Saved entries
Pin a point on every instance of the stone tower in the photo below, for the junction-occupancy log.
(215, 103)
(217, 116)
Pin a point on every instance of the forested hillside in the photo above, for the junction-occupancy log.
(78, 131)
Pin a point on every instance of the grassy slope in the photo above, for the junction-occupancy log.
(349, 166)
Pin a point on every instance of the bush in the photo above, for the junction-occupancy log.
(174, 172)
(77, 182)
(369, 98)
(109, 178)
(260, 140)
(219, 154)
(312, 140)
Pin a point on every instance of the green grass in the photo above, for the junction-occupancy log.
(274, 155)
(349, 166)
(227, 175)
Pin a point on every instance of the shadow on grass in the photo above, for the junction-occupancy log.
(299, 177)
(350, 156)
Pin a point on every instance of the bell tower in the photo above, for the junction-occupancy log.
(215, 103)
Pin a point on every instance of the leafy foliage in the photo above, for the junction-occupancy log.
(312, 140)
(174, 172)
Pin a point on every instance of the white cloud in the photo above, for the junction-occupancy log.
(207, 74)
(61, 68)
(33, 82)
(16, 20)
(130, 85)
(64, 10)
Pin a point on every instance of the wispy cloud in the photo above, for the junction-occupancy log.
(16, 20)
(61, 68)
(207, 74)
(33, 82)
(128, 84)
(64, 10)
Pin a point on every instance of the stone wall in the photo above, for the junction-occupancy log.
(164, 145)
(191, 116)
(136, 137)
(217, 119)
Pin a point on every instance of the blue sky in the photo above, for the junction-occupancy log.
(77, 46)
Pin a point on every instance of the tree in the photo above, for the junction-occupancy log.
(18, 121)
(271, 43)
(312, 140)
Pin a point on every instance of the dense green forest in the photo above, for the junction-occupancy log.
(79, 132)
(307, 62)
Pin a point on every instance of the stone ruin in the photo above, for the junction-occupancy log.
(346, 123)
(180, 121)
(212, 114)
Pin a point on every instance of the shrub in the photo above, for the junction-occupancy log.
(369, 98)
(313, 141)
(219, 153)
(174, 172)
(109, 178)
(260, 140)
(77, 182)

** What you should do **
Please return the span of lines above that opens with the one containing "Pin a point on every instance of the wispy" and closes with the final line, both included, exactly as written and nothing more.

** Answer space **
Pin a point on every instance of the wispy cloud in the photo above, for the junction-occupancy log.
(16, 20)
(61, 68)
(207, 74)
(33, 82)
(128, 84)
(64, 10)
Pin a point on every instance of the stone wall in the photo above, for the junction-occupancy log.
(164, 145)
(191, 116)
(136, 137)
(217, 119)
Pin a point on every instance of the blue sky in the photo above, for the junction-occupancy log.
(77, 46)
Pin a point on every instance of the tree in the photo above, for the junction-occupancy log.
(18, 121)
(271, 43)
(312, 140)
Pin a point on every instance of the dense green forest in the photo above, for the junction-occupancy log.
(79, 132)
(307, 62)
Pin a point on every instance of the stone ruin in the photo above, for the junction-occupancy log.
(346, 123)
(180, 121)
(212, 114)
Pin a point on every instance of the shrub in the photo above, for the junction-occupancy log.
(369, 98)
(313, 141)
(219, 153)
(174, 172)
(109, 178)
(260, 140)
(77, 182)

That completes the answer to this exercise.